** PROBLEM TO WORK ON **
Write the data out again exactly, dropping any images it holds.

** INPUT DATA **
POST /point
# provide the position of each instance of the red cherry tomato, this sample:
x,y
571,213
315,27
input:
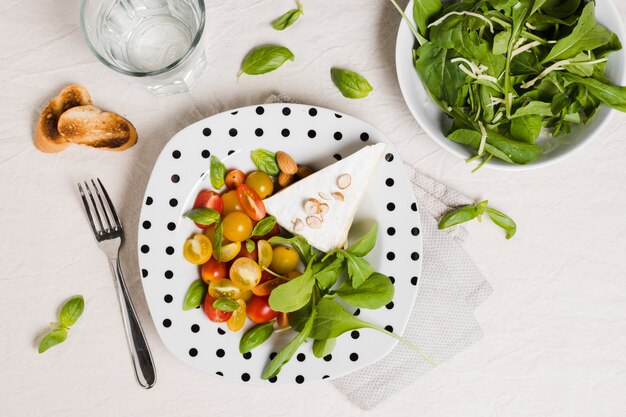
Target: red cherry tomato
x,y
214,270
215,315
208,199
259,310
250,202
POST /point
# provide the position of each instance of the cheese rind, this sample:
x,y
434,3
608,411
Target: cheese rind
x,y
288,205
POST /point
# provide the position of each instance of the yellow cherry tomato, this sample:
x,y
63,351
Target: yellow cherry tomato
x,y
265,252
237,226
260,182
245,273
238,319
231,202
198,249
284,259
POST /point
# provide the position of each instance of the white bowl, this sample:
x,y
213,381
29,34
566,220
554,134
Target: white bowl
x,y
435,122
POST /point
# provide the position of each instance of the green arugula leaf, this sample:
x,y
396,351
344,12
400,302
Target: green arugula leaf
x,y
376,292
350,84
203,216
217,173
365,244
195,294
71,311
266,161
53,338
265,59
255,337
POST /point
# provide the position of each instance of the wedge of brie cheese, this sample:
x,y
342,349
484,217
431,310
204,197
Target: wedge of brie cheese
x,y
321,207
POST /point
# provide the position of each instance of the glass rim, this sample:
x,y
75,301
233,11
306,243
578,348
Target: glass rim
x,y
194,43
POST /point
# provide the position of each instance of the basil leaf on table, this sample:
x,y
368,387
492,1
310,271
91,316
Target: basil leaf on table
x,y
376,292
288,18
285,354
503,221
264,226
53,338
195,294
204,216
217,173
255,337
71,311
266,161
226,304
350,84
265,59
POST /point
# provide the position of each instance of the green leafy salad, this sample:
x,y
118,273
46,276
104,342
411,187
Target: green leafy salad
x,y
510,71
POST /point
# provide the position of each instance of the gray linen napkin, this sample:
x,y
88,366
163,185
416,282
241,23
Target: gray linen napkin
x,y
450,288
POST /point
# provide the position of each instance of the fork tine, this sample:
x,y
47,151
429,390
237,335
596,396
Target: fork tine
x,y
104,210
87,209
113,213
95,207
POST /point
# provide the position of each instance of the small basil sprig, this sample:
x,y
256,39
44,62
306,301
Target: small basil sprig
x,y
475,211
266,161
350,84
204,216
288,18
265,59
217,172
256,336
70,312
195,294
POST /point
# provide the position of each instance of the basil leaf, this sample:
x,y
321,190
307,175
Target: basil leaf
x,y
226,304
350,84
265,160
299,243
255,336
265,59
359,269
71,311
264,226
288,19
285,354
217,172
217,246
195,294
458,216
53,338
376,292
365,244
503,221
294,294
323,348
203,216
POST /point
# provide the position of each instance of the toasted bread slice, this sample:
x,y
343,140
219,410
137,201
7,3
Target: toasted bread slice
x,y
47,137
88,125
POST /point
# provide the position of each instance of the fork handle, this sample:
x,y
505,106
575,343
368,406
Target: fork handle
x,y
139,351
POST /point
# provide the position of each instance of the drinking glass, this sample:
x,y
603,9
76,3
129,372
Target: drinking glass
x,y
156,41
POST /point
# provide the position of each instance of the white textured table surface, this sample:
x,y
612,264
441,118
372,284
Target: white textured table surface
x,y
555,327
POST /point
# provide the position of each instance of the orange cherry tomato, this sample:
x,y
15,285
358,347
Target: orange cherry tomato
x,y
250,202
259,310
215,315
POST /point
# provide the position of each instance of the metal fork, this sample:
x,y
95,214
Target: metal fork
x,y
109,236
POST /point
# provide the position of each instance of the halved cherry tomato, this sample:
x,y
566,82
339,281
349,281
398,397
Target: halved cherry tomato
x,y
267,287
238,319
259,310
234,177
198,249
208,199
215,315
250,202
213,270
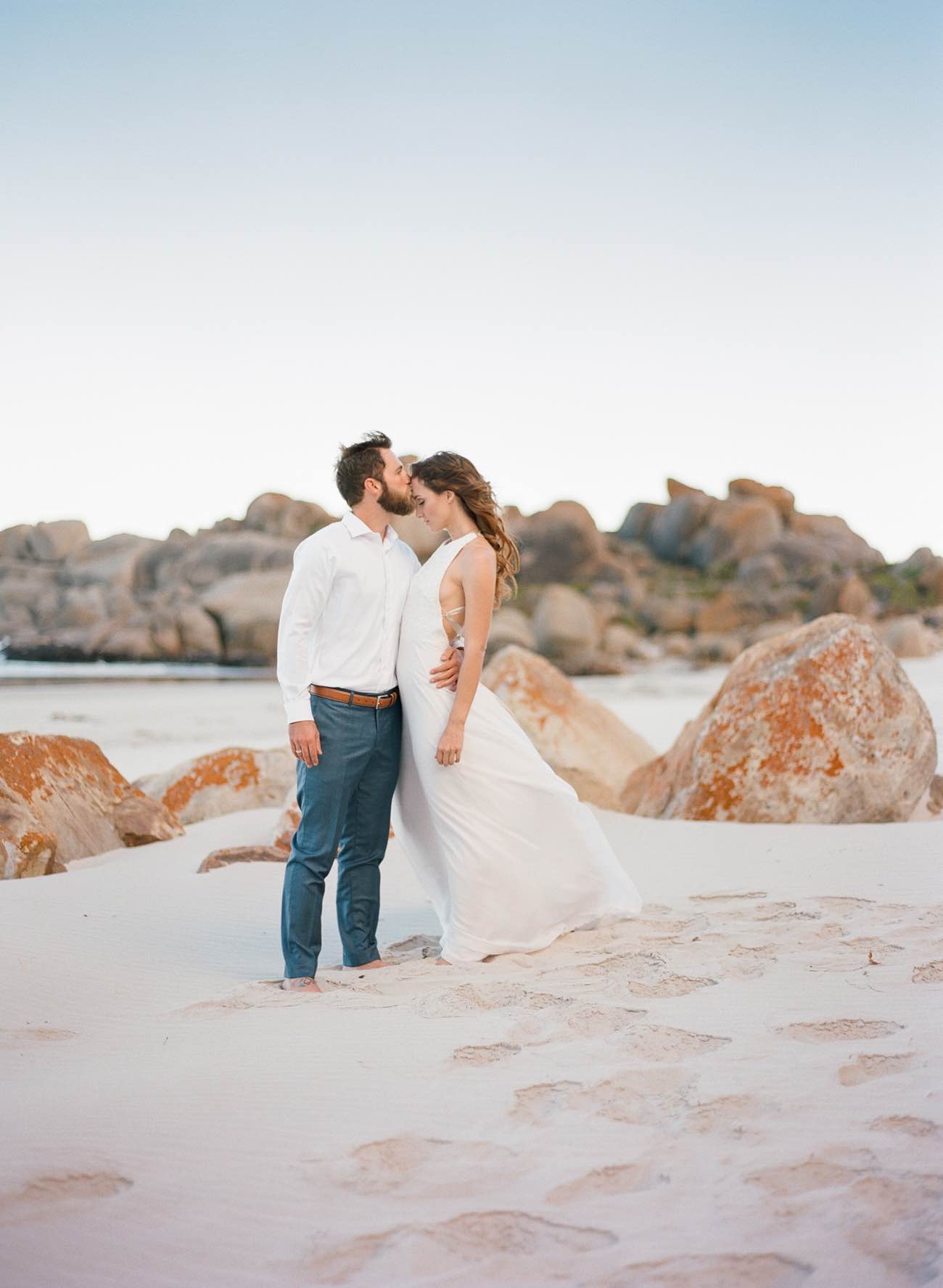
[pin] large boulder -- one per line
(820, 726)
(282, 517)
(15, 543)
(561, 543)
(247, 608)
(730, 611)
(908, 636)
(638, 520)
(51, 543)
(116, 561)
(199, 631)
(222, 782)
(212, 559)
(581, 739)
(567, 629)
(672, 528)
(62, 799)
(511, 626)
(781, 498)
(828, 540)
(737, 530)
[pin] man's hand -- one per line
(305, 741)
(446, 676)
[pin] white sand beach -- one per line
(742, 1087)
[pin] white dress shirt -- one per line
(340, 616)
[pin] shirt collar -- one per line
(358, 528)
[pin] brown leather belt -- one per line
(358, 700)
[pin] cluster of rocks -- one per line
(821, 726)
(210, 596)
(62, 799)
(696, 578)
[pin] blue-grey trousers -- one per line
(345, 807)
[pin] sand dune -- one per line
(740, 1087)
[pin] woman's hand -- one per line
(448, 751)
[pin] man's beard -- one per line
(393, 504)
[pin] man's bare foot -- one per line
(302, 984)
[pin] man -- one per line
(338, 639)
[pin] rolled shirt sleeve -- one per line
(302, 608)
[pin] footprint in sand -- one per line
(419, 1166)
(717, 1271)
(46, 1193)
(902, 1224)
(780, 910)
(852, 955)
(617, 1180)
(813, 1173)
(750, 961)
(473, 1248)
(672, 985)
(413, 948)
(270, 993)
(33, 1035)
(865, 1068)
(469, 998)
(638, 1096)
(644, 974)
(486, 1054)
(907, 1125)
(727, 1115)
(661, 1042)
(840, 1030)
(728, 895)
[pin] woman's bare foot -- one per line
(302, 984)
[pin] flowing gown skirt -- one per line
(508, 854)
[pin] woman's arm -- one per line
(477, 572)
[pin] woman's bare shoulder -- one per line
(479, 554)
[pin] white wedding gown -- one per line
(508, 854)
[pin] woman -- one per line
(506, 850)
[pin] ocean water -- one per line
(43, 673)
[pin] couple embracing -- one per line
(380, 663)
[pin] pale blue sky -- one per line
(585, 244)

** SOLUTION TO THIS TASK **
POST /point
# provide the position of each instance of the red cherry tomato, this sample:
x,y
571,213
315,27
input:
Target: red cherry tomato
x,y
214,270
215,315
208,199
259,310
250,202
POST /point
# provide the position of each instance of the cheese rind, this sample:
x,y
434,3
608,411
Target: cheese rind
x,y
288,205
POST /point
# provide the position of each instance of the yellow cherry tomato, this sample:
x,y
63,351
Target: yellow cherry tomato
x,y
265,252
237,226
260,182
245,273
238,319
231,202
198,249
284,259
POST /point
# provide the position of each instance of the white bowl, this sample:
x,y
213,381
29,34
566,220
554,134
Target: white bowl
x,y
435,122
POST /point
# provide the position of each instance of the green arugula leaf, this sample:
x,y
396,351
344,12
400,302
Target: green arugula leaf
x,y
376,292
350,84
203,216
217,173
365,244
195,294
71,311
266,161
53,338
265,59
255,337
POST /point
# provide the position of each instance of the wedge of brie cheese, this sample:
x,y
342,349
484,217
431,310
204,197
Target: wedge of brie cheese
x,y
321,207
POST /point
# provide the position of each instance of the glass rim, this sample:
x,y
75,301
233,11
306,243
578,348
Target: glass rim
x,y
194,43
POST /point
# provide the position of each instance of the basil leaf on table, this sample:
x,y
368,387
492,1
310,271
91,316
Target: basil leaf on table
x,y
376,292
288,18
285,354
503,221
264,226
53,338
195,294
204,216
217,173
255,337
71,311
266,161
226,304
350,84
265,59
POST /point
# provide the position of each instance of the green leafy salad, this sample:
x,y
118,273
46,276
104,342
411,187
Target: green leafy salad
x,y
510,71
POST /point
# provide the position of each instance of the gray linen napkin, this sample:
x,y
88,366
163,185
416,282
241,23
Target: gray linen napkin
x,y
450,288
POST /point
# provide the position of each instance of the fork tine, this sample:
x,y
47,151
429,390
237,335
596,396
Target: fork tine
x,y
104,210
87,209
113,213
95,207
POST /point
# provide the position of each instance of the small basil sprig, this sample:
x,y
256,39
44,62
306,301
Target: small basil sprig
x,y
475,211
266,161
350,84
204,216
288,18
265,59
217,172
256,336
70,312
195,294
POST /point
# provide the position of each instance of the basil leaf, this sample:
x,y
321,190
307,175
Target: basil leaf
x,y
226,304
350,84
265,160
299,243
255,336
265,59
359,269
71,311
264,226
288,19
285,354
217,172
217,246
195,294
458,216
53,338
376,292
365,244
503,221
294,294
323,348
203,216
POST /point
# provide the position of each instance of the toasted bread slice, this sample:
x,y
343,140
219,410
137,201
7,3
Target: toasted bread slice
x,y
47,137
88,125
POST /point
# provide the position of each instance of the fork handle, this sample:
x,y
505,106
575,343
368,406
Target: fork handle
x,y
139,351
POST /point
# provide the position of each instance of the drinking glass, this sample:
x,y
603,9
76,3
129,372
Target: drinking glass
x,y
156,41
POST /point
# provide the position of each instance of the white textured table surface, this sample:
x,y
612,264
441,118
372,284
Target: white textured table surface
x,y
555,327
POST /point
# provide the position of each instance of the orange cherry tomato, this sample:
x,y
15,285
358,347
Target: orange cherry tomato
x,y
250,202
259,310
215,315
POST /point
# provide the position of each instance of the metal fork, this sample:
x,y
95,214
Target: metal fork
x,y
109,236
POST /point
# provide the position of each instance of the halved cherry tomato, this sample:
x,y
566,82
339,281
349,281
398,397
Target: halved cherry tomato
x,y
267,287
238,319
259,310
234,177
198,249
208,199
215,315
250,202
213,270
[pin] large boulder -- one per line
(820, 726)
(282, 517)
(15, 543)
(561, 543)
(247, 608)
(730, 611)
(908, 636)
(638, 520)
(51, 543)
(116, 561)
(199, 631)
(222, 782)
(212, 559)
(581, 739)
(567, 629)
(672, 528)
(62, 799)
(511, 626)
(781, 498)
(828, 540)
(737, 530)
[pin] man's hand -- one per line
(305, 741)
(446, 676)
[pin] white sand beach -- one per line
(742, 1087)
[pin] white dress shirt -- one per line
(340, 616)
[pin] shirt collar -- one per line
(358, 528)
[pin] brown leather belt -- one per line
(358, 700)
[pin] cluster of rocks -- one per line
(821, 726)
(210, 596)
(62, 799)
(696, 578)
[pin] blue-grey trousers -- one per line
(345, 807)
[pin] sand dune -- one per line
(740, 1087)
[pin] woman's hand -- one per line
(448, 751)
[pin] man's beard -- one per line
(393, 504)
[pin] man's bare foot -- one per line
(302, 984)
[pin] man -- one per line
(338, 639)
[pin] rolled shirt sleeve -- one per line
(302, 608)
[pin] footprint in sand -- one per line
(419, 1166)
(717, 1271)
(46, 1193)
(902, 1224)
(780, 910)
(852, 955)
(617, 1180)
(813, 1173)
(750, 961)
(473, 1248)
(672, 985)
(413, 948)
(270, 993)
(33, 1035)
(865, 1068)
(469, 998)
(638, 1096)
(644, 974)
(486, 1054)
(907, 1125)
(727, 1115)
(661, 1042)
(840, 1030)
(728, 895)
[pin] woman's bare foot -- one per line
(302, 984)
[pin] flowing gown skirt -- one per line
(508, 854)
[pin] woman's arm -- one per line
(477, 572)
[pin] woman's bare shoulder -- one per line
(479, 554)
[pin] white wedding gown -- one per line
(508, 854)
[pin] woman -- one per line
(506, 850)
[pin] ocean water -- one per line
(43, 673)
[pin] couple embracing -- one per line
(380, 663)
[pin] pale blue sky -- one per line
(585, 244)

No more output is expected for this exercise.